[Records contained in a dataset]

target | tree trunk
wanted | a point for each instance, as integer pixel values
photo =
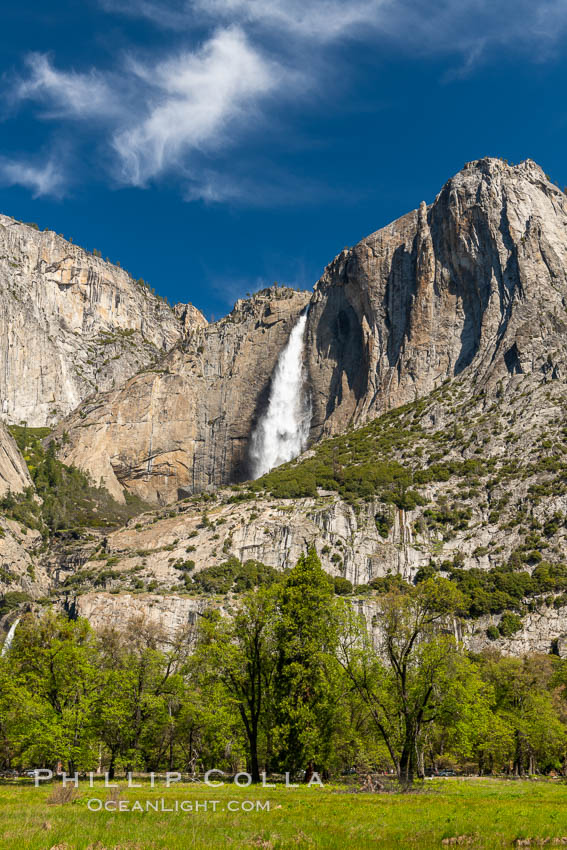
(407, 765)
(254, 766)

**Exercise brief:**
Repeat word for word, leaving out the pictures, each line of the records from the line that holds "wanted | a point" through the final one.

**Result of the task:**
wanted | a point for each instance, as integer pixel values
photo =
(407, 765)
(254, 766)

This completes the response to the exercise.